◆ **What to do**: Rewrite every line of the entries below as a single numbered list, dropping any blank lines.

◆ **Excerpted records**:
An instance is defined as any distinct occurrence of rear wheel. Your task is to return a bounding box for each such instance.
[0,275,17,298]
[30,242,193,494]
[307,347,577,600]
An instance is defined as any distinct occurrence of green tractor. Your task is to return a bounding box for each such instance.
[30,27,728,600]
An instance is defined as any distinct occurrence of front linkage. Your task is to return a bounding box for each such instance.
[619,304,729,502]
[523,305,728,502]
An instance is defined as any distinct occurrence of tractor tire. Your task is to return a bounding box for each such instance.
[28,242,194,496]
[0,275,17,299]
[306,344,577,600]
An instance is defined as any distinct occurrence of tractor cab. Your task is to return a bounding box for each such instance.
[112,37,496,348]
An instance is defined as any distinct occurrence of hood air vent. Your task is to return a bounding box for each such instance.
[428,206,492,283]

◆ **Response to this task**:
1. An instance is defined as any distinct occurrence of rear wheel. Your task is to return a bounding box for each such instance.
2. [0,275,17,298]
3. [30,242,193,494]
4. [307,347,577,600]
5. An instance is defined as any distinct occurrence of green tractor. Your task is to return a bounding box for each such instance.
6. [30,27,728,600]
7. An instance is defined as any distinct occurrence of front linkage. Your task is to return a bounding box for each such instance.
8. [619,304,729,502]
9. [523,305,728,502]
10. An instance is defined as any distinct occurrence of tractor tire. Your task is to return a bounding box for each such instance.
11. [28,242,194,496]
12. [0,275,17,299]
13. [306,344,577,600]
14. An instance is defined as any distinct occurrence of tractor cab. Your task is to return a bounding box for each such instance.
15. [112,37,496,348]
16. An instance is defined as any distinct occurrence of hood air vent. Your task is to return a bounding box for each such instance.
17. [428,206,492,283]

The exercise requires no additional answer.